--- Exercise ---
Only one stretch of the listing below is wanted. Give it again exactly, from the line with "box: [379, 502, 402, 550]" through the line with "box: [257, 556, 387, 591]".
[[ Record set open ]]
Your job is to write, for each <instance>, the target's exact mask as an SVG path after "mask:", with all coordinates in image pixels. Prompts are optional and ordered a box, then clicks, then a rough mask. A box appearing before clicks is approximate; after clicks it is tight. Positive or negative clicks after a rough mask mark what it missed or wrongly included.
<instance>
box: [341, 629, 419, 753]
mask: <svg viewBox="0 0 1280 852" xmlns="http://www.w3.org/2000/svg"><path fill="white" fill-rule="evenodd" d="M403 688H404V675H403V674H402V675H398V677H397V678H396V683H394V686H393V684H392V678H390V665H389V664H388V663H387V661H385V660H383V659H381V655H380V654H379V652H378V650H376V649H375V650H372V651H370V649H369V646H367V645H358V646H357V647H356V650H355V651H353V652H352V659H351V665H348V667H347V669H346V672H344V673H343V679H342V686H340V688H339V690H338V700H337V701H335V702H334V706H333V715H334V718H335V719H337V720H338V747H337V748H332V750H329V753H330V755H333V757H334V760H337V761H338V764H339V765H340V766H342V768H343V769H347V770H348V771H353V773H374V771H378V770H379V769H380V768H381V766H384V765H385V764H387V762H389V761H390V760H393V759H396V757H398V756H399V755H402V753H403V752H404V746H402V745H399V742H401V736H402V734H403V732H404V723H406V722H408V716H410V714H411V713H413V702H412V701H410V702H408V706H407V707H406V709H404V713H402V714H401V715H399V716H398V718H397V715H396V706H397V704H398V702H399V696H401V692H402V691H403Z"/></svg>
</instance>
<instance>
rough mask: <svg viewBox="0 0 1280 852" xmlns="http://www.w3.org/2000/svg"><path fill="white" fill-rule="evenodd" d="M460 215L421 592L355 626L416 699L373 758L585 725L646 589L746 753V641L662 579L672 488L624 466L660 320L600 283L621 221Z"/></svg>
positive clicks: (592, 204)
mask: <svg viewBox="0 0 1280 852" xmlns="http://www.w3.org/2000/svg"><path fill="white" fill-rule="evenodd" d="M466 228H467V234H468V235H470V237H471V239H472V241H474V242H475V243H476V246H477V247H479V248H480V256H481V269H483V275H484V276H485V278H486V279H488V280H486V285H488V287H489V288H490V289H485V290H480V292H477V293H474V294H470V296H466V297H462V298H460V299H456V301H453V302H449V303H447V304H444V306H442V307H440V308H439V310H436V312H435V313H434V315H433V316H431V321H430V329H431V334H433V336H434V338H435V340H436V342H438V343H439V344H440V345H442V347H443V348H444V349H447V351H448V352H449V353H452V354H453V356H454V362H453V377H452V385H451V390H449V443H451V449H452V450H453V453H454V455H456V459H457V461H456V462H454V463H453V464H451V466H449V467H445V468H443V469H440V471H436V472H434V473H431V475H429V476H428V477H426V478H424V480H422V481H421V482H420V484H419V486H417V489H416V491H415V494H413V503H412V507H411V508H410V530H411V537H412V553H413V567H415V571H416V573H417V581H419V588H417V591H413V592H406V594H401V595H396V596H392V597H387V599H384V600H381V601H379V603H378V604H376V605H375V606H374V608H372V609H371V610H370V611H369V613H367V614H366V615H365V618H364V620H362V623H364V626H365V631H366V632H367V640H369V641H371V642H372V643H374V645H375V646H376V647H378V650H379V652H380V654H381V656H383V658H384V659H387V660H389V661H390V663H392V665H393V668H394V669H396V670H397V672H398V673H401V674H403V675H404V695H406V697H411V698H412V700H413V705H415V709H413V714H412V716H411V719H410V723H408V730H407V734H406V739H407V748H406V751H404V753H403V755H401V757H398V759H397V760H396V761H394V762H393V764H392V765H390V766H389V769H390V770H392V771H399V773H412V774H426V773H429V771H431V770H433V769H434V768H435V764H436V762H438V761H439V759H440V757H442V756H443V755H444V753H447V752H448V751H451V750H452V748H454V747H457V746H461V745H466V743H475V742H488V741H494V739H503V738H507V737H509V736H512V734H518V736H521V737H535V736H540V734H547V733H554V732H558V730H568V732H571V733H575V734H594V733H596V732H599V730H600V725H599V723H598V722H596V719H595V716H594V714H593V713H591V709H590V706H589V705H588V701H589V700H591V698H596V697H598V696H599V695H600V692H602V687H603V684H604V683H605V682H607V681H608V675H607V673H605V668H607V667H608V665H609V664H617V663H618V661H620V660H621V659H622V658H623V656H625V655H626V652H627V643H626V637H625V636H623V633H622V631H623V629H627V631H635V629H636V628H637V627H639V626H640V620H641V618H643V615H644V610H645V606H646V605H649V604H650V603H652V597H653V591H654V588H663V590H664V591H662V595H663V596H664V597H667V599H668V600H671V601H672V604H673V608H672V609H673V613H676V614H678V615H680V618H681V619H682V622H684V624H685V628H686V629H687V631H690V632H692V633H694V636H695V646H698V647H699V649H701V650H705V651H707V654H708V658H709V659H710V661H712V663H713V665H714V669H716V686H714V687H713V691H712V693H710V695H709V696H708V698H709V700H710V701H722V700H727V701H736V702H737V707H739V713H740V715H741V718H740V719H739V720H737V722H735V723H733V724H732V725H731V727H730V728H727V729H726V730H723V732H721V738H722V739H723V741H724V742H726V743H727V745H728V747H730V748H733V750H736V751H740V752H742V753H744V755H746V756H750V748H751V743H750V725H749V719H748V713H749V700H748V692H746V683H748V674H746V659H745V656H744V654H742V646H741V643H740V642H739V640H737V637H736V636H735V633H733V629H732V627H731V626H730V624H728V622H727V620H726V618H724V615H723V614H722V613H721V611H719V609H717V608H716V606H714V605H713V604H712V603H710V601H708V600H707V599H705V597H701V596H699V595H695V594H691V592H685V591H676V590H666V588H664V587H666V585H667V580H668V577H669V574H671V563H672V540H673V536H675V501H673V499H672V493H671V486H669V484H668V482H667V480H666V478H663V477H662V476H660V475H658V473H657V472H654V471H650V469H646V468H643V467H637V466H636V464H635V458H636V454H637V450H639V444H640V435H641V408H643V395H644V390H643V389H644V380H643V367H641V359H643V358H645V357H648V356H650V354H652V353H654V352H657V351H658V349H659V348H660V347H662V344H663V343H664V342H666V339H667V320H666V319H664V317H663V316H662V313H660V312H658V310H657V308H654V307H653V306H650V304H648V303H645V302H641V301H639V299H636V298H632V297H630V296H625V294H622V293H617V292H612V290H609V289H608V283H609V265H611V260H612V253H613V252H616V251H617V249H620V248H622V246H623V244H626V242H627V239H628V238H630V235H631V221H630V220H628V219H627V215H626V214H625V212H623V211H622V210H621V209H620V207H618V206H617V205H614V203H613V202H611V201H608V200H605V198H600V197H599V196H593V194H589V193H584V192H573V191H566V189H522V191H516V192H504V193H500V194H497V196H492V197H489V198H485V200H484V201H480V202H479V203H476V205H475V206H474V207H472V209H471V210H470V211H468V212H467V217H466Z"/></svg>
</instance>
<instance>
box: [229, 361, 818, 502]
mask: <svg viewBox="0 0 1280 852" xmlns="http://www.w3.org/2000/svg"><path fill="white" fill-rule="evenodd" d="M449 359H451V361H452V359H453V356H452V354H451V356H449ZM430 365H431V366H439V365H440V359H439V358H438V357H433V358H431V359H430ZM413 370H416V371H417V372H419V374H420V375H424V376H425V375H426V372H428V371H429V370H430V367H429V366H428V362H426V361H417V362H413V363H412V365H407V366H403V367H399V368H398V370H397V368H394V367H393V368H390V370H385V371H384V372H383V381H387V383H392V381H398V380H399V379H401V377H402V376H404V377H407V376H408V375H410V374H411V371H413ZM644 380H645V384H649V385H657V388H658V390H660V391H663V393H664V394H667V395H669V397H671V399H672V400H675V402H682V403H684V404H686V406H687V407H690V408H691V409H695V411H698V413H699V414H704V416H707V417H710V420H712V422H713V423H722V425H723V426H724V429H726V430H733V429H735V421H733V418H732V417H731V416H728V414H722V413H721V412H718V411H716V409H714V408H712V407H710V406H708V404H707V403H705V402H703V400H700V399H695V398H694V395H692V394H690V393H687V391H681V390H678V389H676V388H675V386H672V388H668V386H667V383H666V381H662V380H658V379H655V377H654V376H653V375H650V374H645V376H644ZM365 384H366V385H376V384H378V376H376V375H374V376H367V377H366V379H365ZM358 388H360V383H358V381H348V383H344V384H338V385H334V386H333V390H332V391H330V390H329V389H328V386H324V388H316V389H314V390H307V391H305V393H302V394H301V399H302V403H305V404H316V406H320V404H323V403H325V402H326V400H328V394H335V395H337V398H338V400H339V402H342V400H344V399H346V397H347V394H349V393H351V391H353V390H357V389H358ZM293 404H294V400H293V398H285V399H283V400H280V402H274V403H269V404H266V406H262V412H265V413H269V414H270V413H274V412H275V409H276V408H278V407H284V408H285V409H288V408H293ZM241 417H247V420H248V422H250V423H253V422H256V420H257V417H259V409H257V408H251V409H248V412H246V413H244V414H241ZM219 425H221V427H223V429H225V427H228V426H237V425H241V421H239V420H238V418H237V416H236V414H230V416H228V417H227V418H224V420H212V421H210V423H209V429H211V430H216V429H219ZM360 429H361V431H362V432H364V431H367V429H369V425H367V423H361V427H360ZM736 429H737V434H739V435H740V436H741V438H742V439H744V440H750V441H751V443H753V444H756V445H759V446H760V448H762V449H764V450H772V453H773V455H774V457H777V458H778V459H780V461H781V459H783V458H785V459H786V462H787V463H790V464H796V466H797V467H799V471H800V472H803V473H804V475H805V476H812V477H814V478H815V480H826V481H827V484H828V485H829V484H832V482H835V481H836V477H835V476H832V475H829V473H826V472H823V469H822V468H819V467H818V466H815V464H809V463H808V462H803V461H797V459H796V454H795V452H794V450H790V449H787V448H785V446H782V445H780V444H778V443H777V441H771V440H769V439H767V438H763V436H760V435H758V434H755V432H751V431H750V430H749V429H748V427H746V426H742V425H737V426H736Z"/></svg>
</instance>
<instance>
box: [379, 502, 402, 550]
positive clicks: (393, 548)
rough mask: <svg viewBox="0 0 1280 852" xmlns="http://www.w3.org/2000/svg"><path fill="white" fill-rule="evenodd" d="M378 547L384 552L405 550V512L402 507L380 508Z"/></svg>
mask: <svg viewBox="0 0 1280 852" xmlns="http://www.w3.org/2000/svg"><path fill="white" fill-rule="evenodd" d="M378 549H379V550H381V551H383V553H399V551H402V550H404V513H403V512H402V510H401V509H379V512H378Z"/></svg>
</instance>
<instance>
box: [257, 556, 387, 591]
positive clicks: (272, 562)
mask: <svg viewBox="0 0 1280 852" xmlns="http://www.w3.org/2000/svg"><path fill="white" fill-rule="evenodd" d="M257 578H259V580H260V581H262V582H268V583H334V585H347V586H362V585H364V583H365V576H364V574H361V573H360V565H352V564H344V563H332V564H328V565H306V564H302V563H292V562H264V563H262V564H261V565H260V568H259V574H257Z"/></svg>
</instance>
[[ Record set closed ]]
--- Result ---
box: [379, 502, 402, 550]
positive clicks: (393, 548)
rough mask: <svg viewBox="0 0 1280 852" xmlns="http://www.w3.org/2000/svg"><path fill="white" fill-rule="evenodd" d="M378 547L384 552L405 550V512L402 507L380 508Z"/></svg>
mask: <svg viewBox="0 0 1280 852" xmlns="http://www.w3.org/2000/svg"><path fill="white" fill-rule="evenodd" d="M378 549H379V550H381V551H383V553H399V551H402V550H404V513H403V512H402V510H401V509H379V512H378Z"/></svg>
</instance>
<instance>
box: [257, 556, 387, 591]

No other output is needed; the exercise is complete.